● GOAL OF THE EXERCISE:
Count the lines in the material below that contain the string "lapel", and reply with only that number.

[Start of PROVIDED DATA]

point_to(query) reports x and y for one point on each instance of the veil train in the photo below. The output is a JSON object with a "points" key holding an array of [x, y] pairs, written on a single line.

[End of PROVIDED DATA]
[Start of PROVIDED DATA]

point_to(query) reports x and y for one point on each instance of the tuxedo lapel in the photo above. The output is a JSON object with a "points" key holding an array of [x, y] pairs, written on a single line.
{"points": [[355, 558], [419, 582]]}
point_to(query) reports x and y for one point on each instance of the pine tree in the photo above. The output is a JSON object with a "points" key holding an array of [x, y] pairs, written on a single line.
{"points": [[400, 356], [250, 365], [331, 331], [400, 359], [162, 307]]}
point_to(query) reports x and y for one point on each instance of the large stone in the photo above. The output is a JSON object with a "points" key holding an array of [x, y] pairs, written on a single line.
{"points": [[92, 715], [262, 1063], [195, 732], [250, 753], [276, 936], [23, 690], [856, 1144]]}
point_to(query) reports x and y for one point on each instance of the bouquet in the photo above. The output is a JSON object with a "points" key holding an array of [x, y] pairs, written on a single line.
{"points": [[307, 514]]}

[End of PROVIDED DATA]
[Start of PROVIDED DATA]

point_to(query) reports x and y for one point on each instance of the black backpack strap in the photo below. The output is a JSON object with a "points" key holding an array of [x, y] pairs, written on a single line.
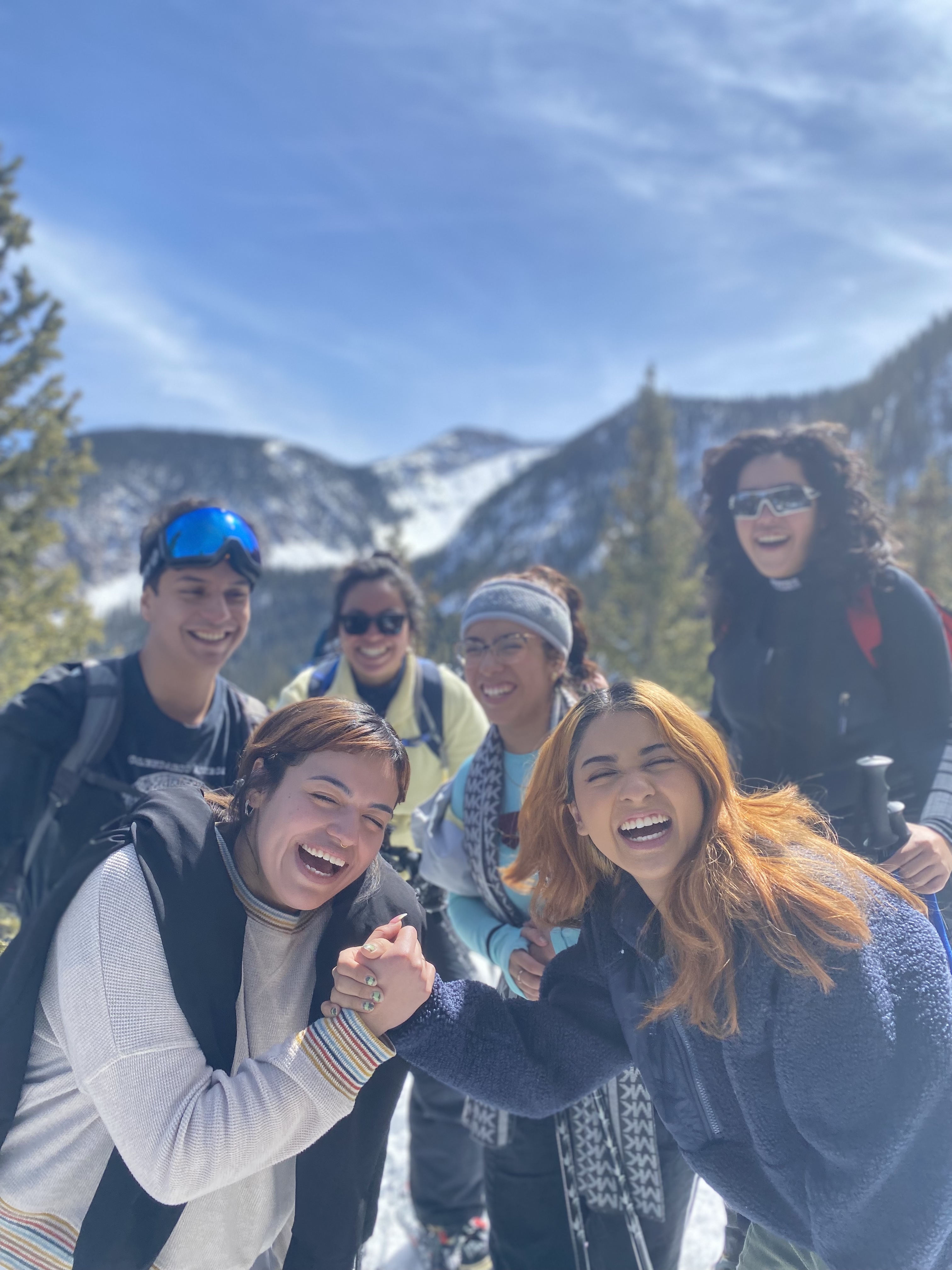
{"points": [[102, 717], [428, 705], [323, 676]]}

[End of PROVIDED DATA]

● SOLUTION FOR THIS TASK:
1